Text section:
##########

Spinach in the garden is a sign of spring.

Spinach is a source of Vitamin A. It is rich in iron, calcium, and protein. Spinach can be grown as a spring and a fall crop. Crinkled-leaved varieties tend to catch soil during rainfalls. Plant a plain-leaved variety to avoid "gritty" spinach when chewed.


Growing Spinach

When to Plant

The first planting can be made as soon as the soil is prepared in the spring.

  • If the soil was prepared in the fall, seeds can be broadcast over frozen ground or snow cover in late winter and they will germinate as the soil thaws.
  • Plant successive crops for several weeks after the initial sowing to keep the harvest going until hot weather.
  • Seed spinach again in late summer for fall and early winter harvest.
  • Chill seeds for summer or fall plantings in the refrigerator for 1 or 2 weeks before planting.
  • In southern locations, immature spinach seedlings survive over winter on well-drained soils and resume growth in spring for early harvest.
  • With mulch, borderline gardeners should be able to coax seedlings through the winter for an early spring harvest.
  • Spinach can be grown in low tunnels, sunrooms, or protected cold frames for winter salads.


Spacing & Depth

  • Sow 12 to 15 seeds per foot of row.
  • Cover 1/2 inch deep.
  • When the plants are one inch tall, thin to 2 to 4 inches apart.
  • Closer spacing (no thinning) is satisfactory when the entire plants are to be harvested. The rows may be as close as 12 inches apart, depending upon the method used for keeping weeds down.

##########

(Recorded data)
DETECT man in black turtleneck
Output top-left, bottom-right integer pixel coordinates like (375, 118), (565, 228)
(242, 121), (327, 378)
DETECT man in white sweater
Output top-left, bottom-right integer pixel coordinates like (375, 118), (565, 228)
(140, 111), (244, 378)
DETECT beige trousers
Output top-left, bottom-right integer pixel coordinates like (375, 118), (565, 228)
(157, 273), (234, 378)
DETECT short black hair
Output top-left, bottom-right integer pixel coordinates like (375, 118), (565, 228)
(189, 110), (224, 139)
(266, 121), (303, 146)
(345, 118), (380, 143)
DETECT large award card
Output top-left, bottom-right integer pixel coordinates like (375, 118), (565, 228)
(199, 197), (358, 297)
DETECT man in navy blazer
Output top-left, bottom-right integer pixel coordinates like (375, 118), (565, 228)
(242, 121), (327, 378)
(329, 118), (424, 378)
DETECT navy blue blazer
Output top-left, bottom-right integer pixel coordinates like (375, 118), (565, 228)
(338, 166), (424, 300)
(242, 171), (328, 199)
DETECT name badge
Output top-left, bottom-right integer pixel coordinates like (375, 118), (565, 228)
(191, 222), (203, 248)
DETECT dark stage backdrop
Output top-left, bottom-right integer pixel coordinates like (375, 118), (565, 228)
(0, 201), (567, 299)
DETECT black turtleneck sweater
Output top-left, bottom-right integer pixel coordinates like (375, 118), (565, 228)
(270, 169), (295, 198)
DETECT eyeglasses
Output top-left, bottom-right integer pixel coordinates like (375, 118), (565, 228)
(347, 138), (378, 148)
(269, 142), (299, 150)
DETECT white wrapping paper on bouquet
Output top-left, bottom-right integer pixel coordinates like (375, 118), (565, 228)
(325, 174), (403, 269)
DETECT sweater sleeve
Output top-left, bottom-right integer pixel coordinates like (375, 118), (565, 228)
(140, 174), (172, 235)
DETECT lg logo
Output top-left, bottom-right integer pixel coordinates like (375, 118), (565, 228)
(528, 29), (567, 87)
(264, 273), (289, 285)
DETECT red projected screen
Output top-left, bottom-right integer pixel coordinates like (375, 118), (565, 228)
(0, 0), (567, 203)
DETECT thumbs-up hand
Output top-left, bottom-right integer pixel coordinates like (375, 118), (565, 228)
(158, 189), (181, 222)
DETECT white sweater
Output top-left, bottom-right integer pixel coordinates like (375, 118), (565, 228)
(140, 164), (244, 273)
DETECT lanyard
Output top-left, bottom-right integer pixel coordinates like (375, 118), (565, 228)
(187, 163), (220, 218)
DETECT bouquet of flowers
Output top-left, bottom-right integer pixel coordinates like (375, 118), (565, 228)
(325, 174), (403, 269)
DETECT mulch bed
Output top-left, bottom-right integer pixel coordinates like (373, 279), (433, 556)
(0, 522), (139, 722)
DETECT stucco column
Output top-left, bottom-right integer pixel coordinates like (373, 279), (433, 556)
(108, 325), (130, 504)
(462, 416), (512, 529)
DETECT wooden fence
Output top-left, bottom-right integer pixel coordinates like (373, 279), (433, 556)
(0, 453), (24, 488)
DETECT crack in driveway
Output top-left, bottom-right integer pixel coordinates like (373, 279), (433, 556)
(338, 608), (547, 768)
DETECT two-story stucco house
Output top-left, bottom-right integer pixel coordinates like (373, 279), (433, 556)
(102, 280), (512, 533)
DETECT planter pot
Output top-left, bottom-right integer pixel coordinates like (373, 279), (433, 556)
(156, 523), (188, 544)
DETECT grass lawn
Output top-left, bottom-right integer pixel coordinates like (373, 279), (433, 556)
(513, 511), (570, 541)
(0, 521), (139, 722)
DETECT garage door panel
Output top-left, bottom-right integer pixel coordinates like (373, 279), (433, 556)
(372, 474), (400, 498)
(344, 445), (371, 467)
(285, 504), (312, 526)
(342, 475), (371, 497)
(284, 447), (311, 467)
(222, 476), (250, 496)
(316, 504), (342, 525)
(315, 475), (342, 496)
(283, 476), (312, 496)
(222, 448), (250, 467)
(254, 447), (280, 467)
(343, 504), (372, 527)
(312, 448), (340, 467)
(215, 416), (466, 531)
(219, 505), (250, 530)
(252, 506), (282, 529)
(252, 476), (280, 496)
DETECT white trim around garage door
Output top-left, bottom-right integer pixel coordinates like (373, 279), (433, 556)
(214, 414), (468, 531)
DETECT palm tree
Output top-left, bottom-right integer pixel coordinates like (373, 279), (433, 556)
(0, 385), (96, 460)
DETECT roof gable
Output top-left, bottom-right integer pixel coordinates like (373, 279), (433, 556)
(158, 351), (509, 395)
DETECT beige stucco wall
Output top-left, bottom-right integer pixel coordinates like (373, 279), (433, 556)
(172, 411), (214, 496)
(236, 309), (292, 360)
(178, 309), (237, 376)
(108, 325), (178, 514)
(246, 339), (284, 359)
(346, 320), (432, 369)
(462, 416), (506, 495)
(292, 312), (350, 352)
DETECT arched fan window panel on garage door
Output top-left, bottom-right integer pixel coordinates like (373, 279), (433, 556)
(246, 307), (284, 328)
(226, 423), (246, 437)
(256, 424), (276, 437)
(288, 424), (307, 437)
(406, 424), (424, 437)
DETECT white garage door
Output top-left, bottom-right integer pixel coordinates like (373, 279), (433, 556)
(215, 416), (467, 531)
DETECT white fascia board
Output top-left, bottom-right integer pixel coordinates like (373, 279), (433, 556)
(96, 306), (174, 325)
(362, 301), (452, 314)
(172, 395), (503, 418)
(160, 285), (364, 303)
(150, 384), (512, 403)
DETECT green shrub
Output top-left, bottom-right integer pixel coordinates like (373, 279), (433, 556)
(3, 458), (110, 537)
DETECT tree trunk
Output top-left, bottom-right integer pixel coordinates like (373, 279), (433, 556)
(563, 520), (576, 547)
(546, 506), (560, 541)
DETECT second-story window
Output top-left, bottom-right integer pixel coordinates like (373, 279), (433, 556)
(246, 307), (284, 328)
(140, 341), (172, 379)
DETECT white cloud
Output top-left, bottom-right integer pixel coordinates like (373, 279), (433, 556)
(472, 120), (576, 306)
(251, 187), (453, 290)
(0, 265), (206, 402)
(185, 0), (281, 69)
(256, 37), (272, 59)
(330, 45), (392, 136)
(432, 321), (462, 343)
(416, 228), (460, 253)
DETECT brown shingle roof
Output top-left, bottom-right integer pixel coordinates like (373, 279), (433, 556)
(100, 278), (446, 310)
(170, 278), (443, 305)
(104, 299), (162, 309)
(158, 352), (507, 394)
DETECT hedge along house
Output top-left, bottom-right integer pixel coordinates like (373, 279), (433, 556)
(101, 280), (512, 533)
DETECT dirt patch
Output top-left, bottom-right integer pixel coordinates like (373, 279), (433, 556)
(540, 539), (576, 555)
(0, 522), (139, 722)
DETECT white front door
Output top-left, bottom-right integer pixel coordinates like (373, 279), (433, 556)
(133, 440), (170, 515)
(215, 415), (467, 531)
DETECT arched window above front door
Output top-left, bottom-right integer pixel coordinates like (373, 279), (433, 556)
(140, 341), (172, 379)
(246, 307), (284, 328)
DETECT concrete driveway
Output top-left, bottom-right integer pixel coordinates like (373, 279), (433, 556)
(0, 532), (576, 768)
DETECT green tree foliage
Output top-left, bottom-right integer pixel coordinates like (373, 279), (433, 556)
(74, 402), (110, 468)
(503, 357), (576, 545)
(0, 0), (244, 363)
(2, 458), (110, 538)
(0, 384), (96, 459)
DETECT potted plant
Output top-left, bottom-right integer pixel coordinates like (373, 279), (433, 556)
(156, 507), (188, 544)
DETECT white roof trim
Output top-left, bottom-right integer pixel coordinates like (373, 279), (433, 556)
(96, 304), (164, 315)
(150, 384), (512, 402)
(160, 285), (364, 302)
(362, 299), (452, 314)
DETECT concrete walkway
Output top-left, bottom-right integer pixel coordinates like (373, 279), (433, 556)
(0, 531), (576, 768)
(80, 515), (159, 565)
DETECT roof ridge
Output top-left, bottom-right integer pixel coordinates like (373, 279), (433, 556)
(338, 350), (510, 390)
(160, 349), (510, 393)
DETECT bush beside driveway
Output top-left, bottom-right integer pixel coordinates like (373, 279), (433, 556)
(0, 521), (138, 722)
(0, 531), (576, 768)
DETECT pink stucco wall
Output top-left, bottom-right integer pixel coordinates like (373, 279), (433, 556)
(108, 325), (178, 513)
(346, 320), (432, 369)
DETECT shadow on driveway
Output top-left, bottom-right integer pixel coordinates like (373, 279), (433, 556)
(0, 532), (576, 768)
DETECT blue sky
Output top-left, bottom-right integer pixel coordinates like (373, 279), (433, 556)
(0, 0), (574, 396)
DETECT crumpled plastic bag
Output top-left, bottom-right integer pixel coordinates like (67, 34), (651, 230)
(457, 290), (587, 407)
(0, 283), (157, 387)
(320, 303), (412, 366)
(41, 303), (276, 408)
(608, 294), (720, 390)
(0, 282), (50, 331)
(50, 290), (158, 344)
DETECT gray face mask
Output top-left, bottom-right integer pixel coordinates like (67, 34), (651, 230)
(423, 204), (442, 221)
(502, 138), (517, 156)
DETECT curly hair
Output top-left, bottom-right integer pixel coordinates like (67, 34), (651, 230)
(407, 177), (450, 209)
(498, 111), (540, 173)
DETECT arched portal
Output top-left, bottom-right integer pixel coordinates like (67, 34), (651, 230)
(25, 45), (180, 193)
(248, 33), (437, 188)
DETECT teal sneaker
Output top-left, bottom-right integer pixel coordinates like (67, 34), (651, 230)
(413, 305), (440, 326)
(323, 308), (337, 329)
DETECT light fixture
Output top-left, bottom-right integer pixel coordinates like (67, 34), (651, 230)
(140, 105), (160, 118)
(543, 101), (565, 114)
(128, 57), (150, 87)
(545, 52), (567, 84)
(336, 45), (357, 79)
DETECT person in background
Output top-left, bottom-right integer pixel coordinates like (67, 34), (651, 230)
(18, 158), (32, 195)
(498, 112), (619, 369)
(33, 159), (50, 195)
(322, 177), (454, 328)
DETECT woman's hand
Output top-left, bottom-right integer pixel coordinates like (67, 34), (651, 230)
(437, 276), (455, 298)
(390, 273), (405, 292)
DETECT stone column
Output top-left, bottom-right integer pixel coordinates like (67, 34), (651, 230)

##########

Assigned task 1:
Summarize the spinach-growing text in two sentences.
Assigned task 2:
Write the next part of the spinach-growing text, picking up after its spacing and depth advice.
The rows come from a separate source.

Expected output 1:
Spinach supplies Vitamin A, iron, calcium, and protein and can be grown as a spring and a fall crop, with plain-leaved varieties avoiding the grit that crinkled leaves catch. It can be planted as soon as the soil is prepared in spring and seeded again in late summer, sown 12 to 15 seeds per foot at 1/2 inch deep and thinned to 2 to 4 inches apart once plants are an inch tall.

Expected output 2:
  • In beds, plants may be thinned to stand 4 to 6 inches apart in all directions.
  • Little cultivation is necessary.



Spinach grows best with ample moisture and a fertile, well-drained soil. Under these conditions, no supplemental fertilizer is needed. If growth is slow or the plants are light green, side-dress with nitrogen fertilizer.


Common Problems

Cucumber mosaic virus causes a condition in spinach called blight.

Downy mildew and other fungal leaf diseases are a problem, especially in seasons that are wet, humid, or both. Some resistance is available through variety selection. Raised beds create excellent air and water drainage in the spinach bed, which also helps prevent infections.


Harvesting Spinach

The plants may be harvested whenever the leaves are large enough to use (a rosette of at least five or six leaves). Late thinnings may be harvested as whole plants and eaten.

  • Cut the plants at or just below the soil surface.
  • Spinach is of best quality if cut while young.
  • Two or three separate seedings of short rows can provide harvest over an extended period.

Some gardeners prefer to pick the outer leaves when they are 3 inches long and allow the younger leaves to develop for later harvest.

  • Harvest the entire remaining crop when seed stalk formation begins because leaves quickly deteriorate as flowering begins.
  • If harvesting a winter crop grown in a protected location, pick when temperatures are above freezing.


Questions & Answers

Q. What causes spinach to develop flower stalks (seed stalks) before a crop can be harvested?

A. Spinach bolts quickly to seed during the long days in late spring or summer. Warm temperatures accelerate this development. Varieties that are "long-standing" or slow to bolt are best adapted for spring planting.


Q. What causes yellowing, stunting, and early death of plants?

A. These conditions are caused by blight disease (cucumber mosaic virus). Grow resistant varieties.